DOCUMENT SECTION Start Marker

Think you don't need to care about the super inflammatory Google diversity manifesto that dropped this weekend? Think again.
The tech community has been abuzz since Saturday about what the leaked document — which is full of all kinds of sexist commentary masquerading as an intellectual exercise — actually means. Plenty of people have argued it doesn't mean much. After all, it's just the thoughts of one exceedingly white tech bro, right? Wrong. So very wrong.
To review, the screed was reportedly penned by James Damore (a software engineer first officially identified by Motherboard), who engages in a healthy dose of mental gymnastics to make the case that a) women are biologically different from men and that's why they don't get tech jobs and b) Google is not welcoming of conservative viewpoints and isn't open to rethinking its efforts to diversify.
It’s 2017. The notion that your genetic makeup has any influence on what kinds of jobs you'll be well-suited to is exceedingly outdated and dangerous. And it's certainly not a legitimate set of ideas to be sending out to a huge swath of your coworkers. Yet here we are.
Of course, the tech industry's lack of diversity is a known issue, as is the complete lack of any self-awareness that might lead to fixing the problem. Google itself is already being investigated for an extreme gender pay gap.

DOCUMENT SECTION End Marker
ENTRIES SHOWN Start Marker

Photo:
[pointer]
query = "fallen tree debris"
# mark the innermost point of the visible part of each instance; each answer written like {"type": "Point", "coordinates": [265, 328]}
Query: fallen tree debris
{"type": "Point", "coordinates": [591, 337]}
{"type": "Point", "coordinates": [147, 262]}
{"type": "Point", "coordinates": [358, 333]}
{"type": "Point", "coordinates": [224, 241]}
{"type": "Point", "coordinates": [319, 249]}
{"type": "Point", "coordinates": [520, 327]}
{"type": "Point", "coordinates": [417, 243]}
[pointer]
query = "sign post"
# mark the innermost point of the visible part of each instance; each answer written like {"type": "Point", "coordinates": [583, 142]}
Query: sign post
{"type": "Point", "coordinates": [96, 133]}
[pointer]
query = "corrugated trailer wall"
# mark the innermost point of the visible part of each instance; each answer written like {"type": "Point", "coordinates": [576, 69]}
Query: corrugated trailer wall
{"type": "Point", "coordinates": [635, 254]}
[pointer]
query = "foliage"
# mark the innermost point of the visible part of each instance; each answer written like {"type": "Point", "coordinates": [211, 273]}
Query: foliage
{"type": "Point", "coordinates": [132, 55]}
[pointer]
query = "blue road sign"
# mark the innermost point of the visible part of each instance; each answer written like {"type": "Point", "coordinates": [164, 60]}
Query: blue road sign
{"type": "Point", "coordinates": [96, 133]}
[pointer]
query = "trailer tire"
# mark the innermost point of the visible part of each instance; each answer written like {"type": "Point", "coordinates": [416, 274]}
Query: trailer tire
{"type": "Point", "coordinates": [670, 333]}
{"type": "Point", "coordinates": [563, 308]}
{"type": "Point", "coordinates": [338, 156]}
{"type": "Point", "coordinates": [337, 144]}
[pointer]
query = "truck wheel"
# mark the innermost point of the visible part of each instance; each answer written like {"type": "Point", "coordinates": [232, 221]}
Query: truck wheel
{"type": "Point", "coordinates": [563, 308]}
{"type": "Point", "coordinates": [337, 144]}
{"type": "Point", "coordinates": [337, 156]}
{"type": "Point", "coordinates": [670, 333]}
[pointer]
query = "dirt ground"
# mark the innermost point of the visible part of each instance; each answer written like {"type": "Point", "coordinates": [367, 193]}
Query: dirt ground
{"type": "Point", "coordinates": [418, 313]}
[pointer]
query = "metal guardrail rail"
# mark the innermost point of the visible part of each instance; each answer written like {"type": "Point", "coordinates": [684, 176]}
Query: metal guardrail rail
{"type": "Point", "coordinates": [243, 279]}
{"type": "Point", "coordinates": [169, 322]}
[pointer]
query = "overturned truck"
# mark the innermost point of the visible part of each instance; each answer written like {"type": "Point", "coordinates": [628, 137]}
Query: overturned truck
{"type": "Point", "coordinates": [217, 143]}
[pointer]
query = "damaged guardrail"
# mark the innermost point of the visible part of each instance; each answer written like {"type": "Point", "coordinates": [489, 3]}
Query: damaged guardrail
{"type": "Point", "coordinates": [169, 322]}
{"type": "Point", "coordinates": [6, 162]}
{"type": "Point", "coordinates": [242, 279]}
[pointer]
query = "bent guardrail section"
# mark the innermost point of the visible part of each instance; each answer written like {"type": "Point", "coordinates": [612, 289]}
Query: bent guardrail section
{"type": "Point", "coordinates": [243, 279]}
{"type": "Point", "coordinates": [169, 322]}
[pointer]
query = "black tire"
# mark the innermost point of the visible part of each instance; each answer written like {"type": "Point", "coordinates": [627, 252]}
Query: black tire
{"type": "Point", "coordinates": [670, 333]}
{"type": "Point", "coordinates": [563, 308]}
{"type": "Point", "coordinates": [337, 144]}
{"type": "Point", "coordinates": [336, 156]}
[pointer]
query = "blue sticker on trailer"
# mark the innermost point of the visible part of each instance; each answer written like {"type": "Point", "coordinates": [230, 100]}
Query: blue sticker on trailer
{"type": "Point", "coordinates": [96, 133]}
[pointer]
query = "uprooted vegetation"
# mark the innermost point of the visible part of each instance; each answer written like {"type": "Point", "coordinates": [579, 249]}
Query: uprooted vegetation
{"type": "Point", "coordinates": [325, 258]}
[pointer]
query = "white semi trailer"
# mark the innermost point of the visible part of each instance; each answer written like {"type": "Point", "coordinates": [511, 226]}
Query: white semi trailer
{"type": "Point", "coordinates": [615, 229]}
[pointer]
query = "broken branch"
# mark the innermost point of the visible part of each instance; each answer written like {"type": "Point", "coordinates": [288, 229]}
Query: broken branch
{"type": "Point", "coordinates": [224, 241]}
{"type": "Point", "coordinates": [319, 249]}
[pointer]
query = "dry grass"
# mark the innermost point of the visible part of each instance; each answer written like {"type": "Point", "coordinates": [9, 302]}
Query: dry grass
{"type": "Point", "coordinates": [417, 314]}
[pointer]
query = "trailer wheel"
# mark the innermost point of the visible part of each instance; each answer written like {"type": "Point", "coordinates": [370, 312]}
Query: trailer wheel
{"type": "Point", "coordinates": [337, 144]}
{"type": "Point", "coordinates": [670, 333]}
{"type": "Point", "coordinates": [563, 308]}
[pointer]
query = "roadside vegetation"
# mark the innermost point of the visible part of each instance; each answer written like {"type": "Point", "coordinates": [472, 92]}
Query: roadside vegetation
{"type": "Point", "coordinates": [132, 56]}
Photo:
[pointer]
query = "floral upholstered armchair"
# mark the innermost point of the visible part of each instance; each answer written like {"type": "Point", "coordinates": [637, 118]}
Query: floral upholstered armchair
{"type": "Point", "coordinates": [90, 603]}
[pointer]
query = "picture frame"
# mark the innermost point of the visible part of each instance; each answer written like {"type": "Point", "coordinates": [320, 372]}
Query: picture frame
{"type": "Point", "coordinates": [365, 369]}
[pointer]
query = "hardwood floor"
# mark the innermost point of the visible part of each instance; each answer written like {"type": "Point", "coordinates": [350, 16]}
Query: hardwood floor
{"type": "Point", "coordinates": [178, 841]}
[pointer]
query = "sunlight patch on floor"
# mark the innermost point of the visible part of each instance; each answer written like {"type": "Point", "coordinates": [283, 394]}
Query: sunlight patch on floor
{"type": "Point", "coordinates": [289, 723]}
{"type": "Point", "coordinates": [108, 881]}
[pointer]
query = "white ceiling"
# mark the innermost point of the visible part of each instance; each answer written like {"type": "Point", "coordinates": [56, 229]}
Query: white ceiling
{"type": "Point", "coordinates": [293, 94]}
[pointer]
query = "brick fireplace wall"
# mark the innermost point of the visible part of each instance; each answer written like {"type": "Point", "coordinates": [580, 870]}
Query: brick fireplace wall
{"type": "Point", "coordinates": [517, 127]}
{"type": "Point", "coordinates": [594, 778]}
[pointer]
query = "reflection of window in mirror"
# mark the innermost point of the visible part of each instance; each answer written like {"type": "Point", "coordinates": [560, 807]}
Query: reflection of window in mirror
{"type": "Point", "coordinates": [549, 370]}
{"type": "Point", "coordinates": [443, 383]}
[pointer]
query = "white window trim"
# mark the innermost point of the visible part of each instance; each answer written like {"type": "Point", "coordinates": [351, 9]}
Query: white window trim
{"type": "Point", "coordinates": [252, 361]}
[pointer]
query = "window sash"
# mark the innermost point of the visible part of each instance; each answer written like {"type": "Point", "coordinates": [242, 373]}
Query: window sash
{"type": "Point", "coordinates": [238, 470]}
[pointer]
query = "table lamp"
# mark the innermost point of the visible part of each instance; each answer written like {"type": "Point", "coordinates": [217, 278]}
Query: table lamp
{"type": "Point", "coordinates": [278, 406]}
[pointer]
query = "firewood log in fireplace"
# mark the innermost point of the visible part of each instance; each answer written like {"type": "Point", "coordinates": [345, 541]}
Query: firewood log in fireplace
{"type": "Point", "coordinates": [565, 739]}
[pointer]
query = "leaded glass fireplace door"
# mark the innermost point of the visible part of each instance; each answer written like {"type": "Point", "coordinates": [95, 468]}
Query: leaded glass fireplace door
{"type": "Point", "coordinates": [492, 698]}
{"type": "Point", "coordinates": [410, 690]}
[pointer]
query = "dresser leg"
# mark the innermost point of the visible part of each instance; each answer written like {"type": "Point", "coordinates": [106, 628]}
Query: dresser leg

ENTRIES SHOWN End Marker

TASK A
Using the article on the Google diversity manifesto above, please answer these, one line each:
(i) Which outlet first officially identified the software engineer who reportedly wrote the document?
(ii) On what day did the tech community start buzzing about the leaked document?
(iii) What is Google itself already being investigated for?
TASK B
Carry on the article on the Google diversity manifesto, picking up right after its final sentence.

EXPECTED OUTPUT A
(i) Motherboard
(ii) Saturday
(iii) An extreme gender pay gap

EXPECTED OUTPUT B
So, you might find yourself thinking, "Why is it a big deal what this one dude says? Especially when it’s been made very clear that not everyone who works at Google agrees with him?"
Do you hear that? That's the sound of thousands of non-white non-males who are too exhausted to even scream.
While it's tempting to dismiss his take on the world as backwards and outmoded, don't — because this isn't an isolated incident and these ideas have very real consequences in the present moment.
Mashable spoke with Elizabeth Ames, senior vice president of marketing, alliances, and programs at the Anita Borg Institute, which champions the advancement of women in the tech industry. She told us what exactly a document like this does:
"It really lays bare the challenges that women and underrepresented minorities face in tech today, when you have a coworker who writes something that says, 'I think you're genetically predisposed not to be good at this,' that's not really a great starting place."
SEE ALSO: Google's HR ambitions just keep growing
While one exceptionally ignorant guy might have taken it upon himself to create this particular document, he's hardly the only one espousing such views in Silicon Valley. Ames said it's all too common.
"Unfortunately, this is not unfamiliar to me and it's not unfamiliar to women who work in tech," she said. "And this is part of what makes the culture so incredibly difficult."
I can't help laughing at this Googler's misogynist manifesto because it reminds me of what one female Uber HR rep told me
— Susan J. Fowler (@susanthesquark) August 7, 2017
Likewise, she said, there were more white men in engineering because white men were simply more suited for engineering than others!
— Susan J. Fowler (@susanthesquark) August 7, 2017
Google is, of course, a gigantic company. It can't be held completely accountable for the actions of a single employee. But it's worth remembering that this gentleman clearly felt there were enough people within Google who would accept or appreciate these thoughts — and there are plenty of people who've taken the bait.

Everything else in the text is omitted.